▶ _SCHRIFTLICHE AUFGABE 1_
Sammle alle Zeilen weiter unten, in denen die Zeichenfolge "submerged" vorkommt, und achte dabei auf Groß- und Kleinschreibung.

▶ _SEITE_
--*--

Wer MACHT einen Werbefilm?

Eine ganz einfache, leicht zu beantwortende Frage, je nachdem, wen man fragt. Der Kreativdirektor, natürlich. Der Produzent? Die Regisseurin selbstverständlich! Aber ich spreche gar nicht von diesen bizarren Credit-Posts auf LinkedIn, Instagram et. al., wo immer mehr Väter des Erfolges zu sehen sind als man kennt, und immer die Hälfte der UmsetzerInnen zu fehlen scheint. Viel interessanter sind da die Verschiebungen, die ich im Prozeß beobachte.

--*--

▶ _SCHRIFTLICHE AUFGABE 2_
Gib den Text oben über die Frage, wer einen Werbefilm macht, vollständig und wortgetreu wieder.

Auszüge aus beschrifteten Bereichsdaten
--*--

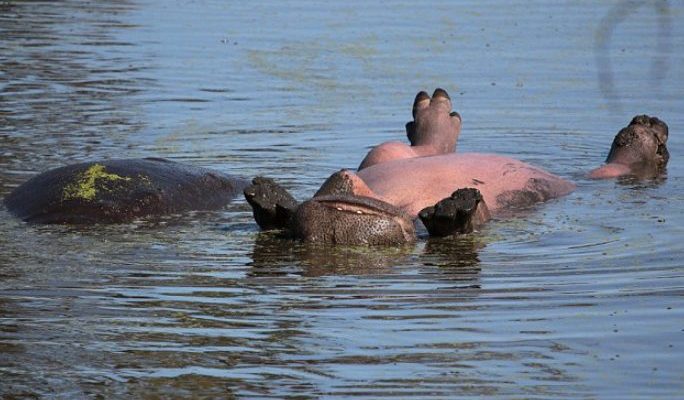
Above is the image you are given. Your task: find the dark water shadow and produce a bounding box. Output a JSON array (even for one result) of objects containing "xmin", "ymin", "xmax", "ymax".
[{"xmin": 594, "ymin": 0, "xmax": 672, "ymax": 112}]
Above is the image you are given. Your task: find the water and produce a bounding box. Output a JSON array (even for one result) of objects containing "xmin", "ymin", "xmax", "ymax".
[{"xmin": 0, "ymin": 0, "xmax": 684, "ymax": 399}]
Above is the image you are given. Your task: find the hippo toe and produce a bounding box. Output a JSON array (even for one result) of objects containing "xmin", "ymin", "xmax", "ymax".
[{"xmin": 418, "ymin": 188, "xmax": 490, "ymax": 236}]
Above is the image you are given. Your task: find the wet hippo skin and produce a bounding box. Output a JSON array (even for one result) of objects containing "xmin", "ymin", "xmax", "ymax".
[
  {"xmin": 245, "ymin": 89, "xmax": 669, "ymax": 244},
  {"xmin": 4, "ymin": 158, "xmax": 247, "ymax": 224}
]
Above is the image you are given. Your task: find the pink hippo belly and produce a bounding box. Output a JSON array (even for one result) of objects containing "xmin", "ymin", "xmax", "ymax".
[{"xmin": 357, "ymin": 153, "xmax": 575, "ymax": 217}]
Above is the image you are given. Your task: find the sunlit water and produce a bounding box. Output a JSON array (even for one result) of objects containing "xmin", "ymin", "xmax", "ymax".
[{"xmin": 0, "ymin": 0, "xmax": 684, "ymax": 399}]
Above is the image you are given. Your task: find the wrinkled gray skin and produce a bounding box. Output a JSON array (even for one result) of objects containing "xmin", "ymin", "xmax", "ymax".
[
  {"xmin": 244, "ymin": 174, "xmax": 416, "ymax": 245},
  {"xmin": 244, "ymin": 106, "xmax": 669, "ymax": 244},
  {"xmin": 589, "ymin": 115, "xmax": 670, "ymax": 179}
]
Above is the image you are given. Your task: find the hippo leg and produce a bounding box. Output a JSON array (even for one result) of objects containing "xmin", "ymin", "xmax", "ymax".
[
  {"xmin": 244, "ymin": 176, "xmax": 298, "ymax": 230},
  {"xmin": 418, "ymin": 188, "xmax": 490, "ymax": 236}
]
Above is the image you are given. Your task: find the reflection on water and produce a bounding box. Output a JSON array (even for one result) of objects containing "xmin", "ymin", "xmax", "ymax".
[
  {"xmin": 594, "ymin": 0, "xmax": 672, "ymax": 111},
  {"xmin": 0, "ymin": 0, "xmax": 684, "ymax": 399}
]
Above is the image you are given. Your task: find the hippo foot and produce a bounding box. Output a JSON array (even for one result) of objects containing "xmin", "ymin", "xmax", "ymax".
[
  {"xmin": 418, "ymin": 188, "xmax": 490, "ymax": 236},
  {"xmin": 244, "ymin": 176, "xmax": 298, "ymax": 230}
]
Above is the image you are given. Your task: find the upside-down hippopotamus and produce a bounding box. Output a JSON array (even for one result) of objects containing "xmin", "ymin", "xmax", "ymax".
[
  {"xmin": 244, "ymin": 89, "xmax": 668, "ymax": 244},
  {"xmin": 5, "ymin": 158, "xmax": 248, "ymax": 224}
]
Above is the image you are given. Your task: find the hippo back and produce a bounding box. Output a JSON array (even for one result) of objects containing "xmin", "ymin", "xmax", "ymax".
[{"xmin": 5, "ymin": 158, "xmax": 246, "ymax": 224}]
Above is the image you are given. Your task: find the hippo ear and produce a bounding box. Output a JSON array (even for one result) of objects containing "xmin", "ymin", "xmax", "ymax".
[
  {"xmin": 406, "ymin": 121, "xmax": 416, "ymax": 146},
  {"xmin": 413, "ymin": 91, "xmax": 430, "ymax": 119},
  {"xmin": 430, "ymin": 88, "xmax": 451, "ymax": 111}
]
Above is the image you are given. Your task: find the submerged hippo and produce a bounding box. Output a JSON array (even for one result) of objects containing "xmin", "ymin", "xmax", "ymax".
[
  {"xmin": 244, "ymin": 89, "xmax": 668, "ymax": 244},
  {"xmin": 5, "ymin": 158, "xmax": 247, "ymax": 224}
]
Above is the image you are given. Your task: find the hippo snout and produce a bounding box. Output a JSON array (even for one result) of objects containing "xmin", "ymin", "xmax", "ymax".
[{"xmin": 291, "ymin": 195, "xmax": 416, "ymax": 245}]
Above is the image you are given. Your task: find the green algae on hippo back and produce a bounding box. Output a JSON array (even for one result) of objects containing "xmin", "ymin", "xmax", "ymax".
[{"xmin": 5, "ymin": 158, "xmax": 246, "ymax": 224}]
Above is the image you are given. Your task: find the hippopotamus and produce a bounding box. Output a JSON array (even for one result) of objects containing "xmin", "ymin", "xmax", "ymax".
[
  {"xmin": 5, "ymin": 158, "xmax": 248, "ymax": 224},
  {"xmin": 244, "ymin": 89, "xmax": 668, "ymax": 244}
]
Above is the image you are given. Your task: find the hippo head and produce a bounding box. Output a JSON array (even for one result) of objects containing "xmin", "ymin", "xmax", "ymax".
[
  {"xmin": 606, "ymin": 115, "xmax": 670, "ymax": 175},
  {"xmin": 406, "ymin": 88, "xmax": 461, "ymax": 154},
  {"xmin": 290, "ymin": 194, "xmax": 416, "ymax": 245}
]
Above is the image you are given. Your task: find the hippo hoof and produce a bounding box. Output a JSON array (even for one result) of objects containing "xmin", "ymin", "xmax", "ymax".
[
  {"xmin": 418, "ymin": 188, "xmax": 490, "ymax": 236},
  {"xmin": 244, "ymin": 176, "xmax": 298, "ymax": 230}
]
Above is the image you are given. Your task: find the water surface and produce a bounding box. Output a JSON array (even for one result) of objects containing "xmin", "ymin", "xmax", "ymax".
[{"xmin": 0, "ymin": 0, "xmax": 684, "ymax": 399}]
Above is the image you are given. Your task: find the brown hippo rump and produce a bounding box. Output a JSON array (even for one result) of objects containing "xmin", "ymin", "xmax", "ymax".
[
  {"xmin": 5, "ymin": 158, "xmax": 247, "ymax": 224},
  {"xmin": 244, "ymin": 89, "xmax": 669, "ymax": 244}
]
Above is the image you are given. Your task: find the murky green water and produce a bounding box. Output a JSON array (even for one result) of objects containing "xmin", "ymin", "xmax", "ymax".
[{"xmin": 0, "ymin": 0, "xmax": 684, "ymax": 399}]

--*--

▶ _AUFGABENLÖSUNG 1_
Above is the image you are given. Your task: find the submerged hippo and produce a bounding box. Output a JSON array (even for one result) of objects containing "xmin", "ymin", "xmax", "ymax".

▶ _AUFGABENLÖSUNG 2_
Wer MACHT einen Werbefilm?

Eine ganz einfache, leicht zu beantwortende Frage, je nachdem, wen man fragt. Der Kreativdirektor, natürlich. Der Produzent? Die Regisseurin selbstverständlich! Aber ich spreche gar nicht von diesen bizarren Credit-Posts auf LinkedIn, Instagram et. al., wo immer mehr Väter des Erfolges zu sehen sind als man kennt, und immer die Hälfte der UmsetzerInnen zu fehlen scheint. Viel interessanter sind da die Verschiebungen, die ich im Prozeß beobachte.